MATERIAL PROVIDED>
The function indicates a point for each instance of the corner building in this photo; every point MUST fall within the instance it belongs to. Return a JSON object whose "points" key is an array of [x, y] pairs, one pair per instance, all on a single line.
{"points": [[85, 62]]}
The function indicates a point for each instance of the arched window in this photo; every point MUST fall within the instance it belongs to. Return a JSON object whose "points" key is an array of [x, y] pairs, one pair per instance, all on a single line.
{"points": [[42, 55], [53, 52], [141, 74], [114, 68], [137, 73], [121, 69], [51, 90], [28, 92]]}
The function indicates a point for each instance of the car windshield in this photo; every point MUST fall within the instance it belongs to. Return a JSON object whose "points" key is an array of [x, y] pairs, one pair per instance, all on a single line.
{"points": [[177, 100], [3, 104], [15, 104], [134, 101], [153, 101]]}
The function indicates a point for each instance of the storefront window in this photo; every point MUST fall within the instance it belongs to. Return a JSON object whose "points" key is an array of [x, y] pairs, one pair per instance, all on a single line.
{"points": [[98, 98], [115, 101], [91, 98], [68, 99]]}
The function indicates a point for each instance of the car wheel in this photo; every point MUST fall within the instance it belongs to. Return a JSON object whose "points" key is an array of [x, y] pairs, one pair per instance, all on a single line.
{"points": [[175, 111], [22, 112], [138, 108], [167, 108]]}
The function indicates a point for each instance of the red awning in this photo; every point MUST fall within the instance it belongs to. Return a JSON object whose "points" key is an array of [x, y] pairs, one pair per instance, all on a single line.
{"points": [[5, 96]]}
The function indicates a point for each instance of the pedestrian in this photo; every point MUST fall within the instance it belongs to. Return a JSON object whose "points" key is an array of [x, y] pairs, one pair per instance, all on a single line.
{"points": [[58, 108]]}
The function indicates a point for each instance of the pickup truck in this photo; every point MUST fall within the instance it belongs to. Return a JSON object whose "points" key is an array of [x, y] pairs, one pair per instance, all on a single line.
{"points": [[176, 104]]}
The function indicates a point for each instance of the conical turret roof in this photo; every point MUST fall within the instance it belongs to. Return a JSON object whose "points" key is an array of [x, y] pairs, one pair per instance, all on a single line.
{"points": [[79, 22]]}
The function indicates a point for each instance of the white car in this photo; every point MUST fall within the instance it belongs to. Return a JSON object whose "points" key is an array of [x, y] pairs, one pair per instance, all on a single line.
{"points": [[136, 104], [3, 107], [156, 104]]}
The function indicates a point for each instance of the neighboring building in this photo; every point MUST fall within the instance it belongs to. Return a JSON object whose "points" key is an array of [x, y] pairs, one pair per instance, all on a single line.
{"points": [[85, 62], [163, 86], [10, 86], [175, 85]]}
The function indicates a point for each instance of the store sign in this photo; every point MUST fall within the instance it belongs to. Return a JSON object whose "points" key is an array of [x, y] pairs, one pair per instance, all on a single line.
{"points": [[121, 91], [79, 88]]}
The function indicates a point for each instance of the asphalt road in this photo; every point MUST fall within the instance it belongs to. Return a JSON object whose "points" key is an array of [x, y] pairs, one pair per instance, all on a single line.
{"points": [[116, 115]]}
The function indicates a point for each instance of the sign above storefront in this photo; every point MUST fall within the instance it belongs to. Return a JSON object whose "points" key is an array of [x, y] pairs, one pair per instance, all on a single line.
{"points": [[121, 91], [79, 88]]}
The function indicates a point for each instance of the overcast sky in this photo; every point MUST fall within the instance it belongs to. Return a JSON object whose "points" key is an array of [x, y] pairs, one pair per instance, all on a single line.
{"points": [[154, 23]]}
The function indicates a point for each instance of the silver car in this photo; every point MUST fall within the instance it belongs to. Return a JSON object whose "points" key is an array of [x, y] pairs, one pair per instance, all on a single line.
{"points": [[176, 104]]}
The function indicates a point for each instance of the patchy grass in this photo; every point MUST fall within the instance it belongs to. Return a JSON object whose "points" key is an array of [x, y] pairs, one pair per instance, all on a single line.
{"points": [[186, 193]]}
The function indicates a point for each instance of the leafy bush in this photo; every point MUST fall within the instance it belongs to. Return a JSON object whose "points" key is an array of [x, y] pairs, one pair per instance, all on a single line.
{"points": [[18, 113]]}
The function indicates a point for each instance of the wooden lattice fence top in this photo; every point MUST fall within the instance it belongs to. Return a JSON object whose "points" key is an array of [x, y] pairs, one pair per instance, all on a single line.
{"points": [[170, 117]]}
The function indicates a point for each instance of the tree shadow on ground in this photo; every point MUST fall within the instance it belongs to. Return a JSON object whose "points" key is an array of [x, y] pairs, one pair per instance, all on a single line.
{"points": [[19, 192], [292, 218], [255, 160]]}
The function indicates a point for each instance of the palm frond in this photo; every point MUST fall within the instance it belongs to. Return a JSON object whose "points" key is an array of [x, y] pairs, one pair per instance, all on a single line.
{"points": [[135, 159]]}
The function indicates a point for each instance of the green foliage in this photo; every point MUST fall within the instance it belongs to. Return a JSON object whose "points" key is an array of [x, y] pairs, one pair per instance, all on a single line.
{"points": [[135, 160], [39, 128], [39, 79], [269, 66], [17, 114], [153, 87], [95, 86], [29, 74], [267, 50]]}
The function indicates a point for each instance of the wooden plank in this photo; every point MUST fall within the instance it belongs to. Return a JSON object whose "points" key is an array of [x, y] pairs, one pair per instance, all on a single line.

WHAT YOU ARE ASKED TO DO>
Nothing should be changed: write out all of the data as is.

YOUR SOLUTION>
The function indicates a point for each instance of the corner building in this photo; every point MUST fall within the instance it belongs to. Return a JSON object whose "points" key is an array of [x, y] pairs, one pair per instance, all on a single line.
{"points": [[85, 62]]}
The function indicates a point for each instance of the arched window in this photo; every point MUST fall within the instance it belongs to. Return a JSON object whose "points" key is an array of [x, y] pairs, one pair per instance, all on a single line.
{"points": [[42, 55], [53, 52], [141, 74], [114, 68], [137, 73], [121, 69], [51, 90], [28, 92]]}
The function indicates a point for each instance of the car windshield in this photo; every point MUST fall within the instance it belongs to. Return a JSON object whose "points" key is an array of [x, y] pairs, one pair per instance, all on a single line.
{"points": [[177, 100], [3, 104], [15, 104], [134, 101], [153, 101]]}
The function indicates a point for each instance of the storefront window in this photo; every point MUST fall within the instance it belongs to. Return a JSON object whose "points" key is an array of [x, y] pairs, one pair per instance, all on a single line.
{"points": [[98, 98], [115, 101], [91, 98], [68, 99]]}
The function indicates a point for each instance of the car wheel in this photo; every point MUST fall within the instance it belongs to. Return a JSON object whose "points" key is an array of [x, y] pairs, one pair per instance, all on a single line.
{"points": [[175, 111], [22, 112], [138, 108], [167, 108]]}
The function indicates a point for each instance of the red awning in this photo; every point MUST fall within the instance it belongs to. Return a JSON object whose "points" key is an array of [x, y] pairs, one pair per instance, all on a single line.
{"points": [[5, 96]]}
The function indicates a point for each instance of the pedestrian in this photo; every point MUST fall within the instance it belongs to. Return a JSON object whose "points" key is an array of [x, y] pairs, one pair per instance, all on a single line.
{"points": [[58, 108]]}
The function indicates a point for each instance of the pickup truck in this photo; every point MUST fall within the instance it belongs to. Return a JSON object whose "points" key is an array of [x, y] pairs, one pair per instance, all on a single line.
{"points": [[176, 104]]}
The function indicates a point for each instance of the conical turret roof in this photo; every point MUST fall within the instance it belongs to. Return a JSON object whose "points" key is an array of [x, y] pairs, one pair per instance, all on a single line.
{"points": [[79, 22]]}
The function indicates a point for each instance of the white car in this photo; every point MUST fall within the instance it belongs to. Return a JSON object whose "points" key is an array of [x, y] pairs, one pair per instance, all on a single line.
{"points": [[136, 104], [3, 107], [156, 104]]}
The function indicates a point for each instance of the neighboring building in this photo; every point MUST fall within the instance it belongs to. Return a JSON object whose "points" key is an array of [x, y] pairs, one pair per instance, all on a single line.
{"points": [[85, 62], [163, 86], [10, 86], [175, 85]]}
The function indicates a point for each instance of the store sign in this photo; every point MUST fall within the instance it belongs to. Return a JSON object whose "points" key is an array of [x, y] pairs, one pair per instance, all on a single line.
{"points": [[121, 91], [79, 88]]}
The function indicates a point for each instance of the asphalt road in this photo; every point MUST fall within the instance it belongs to. Return a JSON object whose "points" key is an array of [x, y] pairs, one pair per instance, all on a single line.
{"points": [[116, 115]]}
The function indicates a point for each instance of the sign above storefront in this photo; every point MUST fall within the instance it belongs to. Return a JSON object whose "points" key is an array of [x, y] pairs, one pair per instance, all on a single line.
{"points": [[121, 91], [79, 88]]}
The function indicates a point for each instance of the overcast sky in this photo; every point MUST fall within the instance it belongs to. Return a JSON object whose "points" key is an array of [x, y] pairs, one pair per instance, all on a single line.
{"points": [[154, 23]]}
The function indicates a point for each instance of the silver car in this photo; every point MUST fall within the instance it belongs to. Return a JSON object whose "points" key is an array of [x, y] pairs, one pair per instance, all on a single line.
{"points": [[176, 104]]}
The function indicates a point for each instance of the patchy grass in this photo; every point MUST fall within the instance it belongs to. Return a JSON object whose "points" key is an array of [x, y] pairs, one pair per instance, all on a single line.
{"points": [[186, 193]]}
The function indicates a point for each instance of the leafy bush in this photo; every point MUST fall within the instance it belongs to. Return a JSON object whose "points" key is an array of [x, y] pairs, one pair per instance, all on a single line.
{"points": [[18, 113]]}
The function indicates a point for each instance of the wooden lattice fence top in this photo; every point MUST fall within the instance it belongs to. Return a JSON object whose "points" key is an array of [x, y] pairs, one pair per instance, all on a single line.
{"points": [[170, 117]]}
The function indicates a point for each instance of the tree shadow on ground in this photo; every point MUST fall within the instance it belongs to. Return a JSON object whose "points" key is an array of [x, y] pairs, one pair per instance, all on a single line.
{"points": [[19, 192], [292, 218], [255, 160]]}
The function indicates a point for each instance of the palm frond in this photo; every point MUST fall within the instance it belongs to. Return a JSON object whose "points" key is an array of [x, y] pairs, one pair per instance, all on a single line.
{"points": [[135, 159]]}
The function indicates a point for each instance of the green foliage in this photo; every point MUST fall within the instance it belongs to. Return a JSON object whose "points" key is an array of [x, y] pairs, one pair per instance, all on a single line.
{"points": [[135, 160], [39, 128], [39, 79], [269, 66], [17, 114], [153, 87], [95, 86], [29, 74], [267, 50]]}
The function indicates a point for each instance of the wooden plank in this photo; every point MUST fall within the instance it belongs to. Return a JSON object whose "points" key is an array of [x, y] pairs, one pair per instance, all on a single line.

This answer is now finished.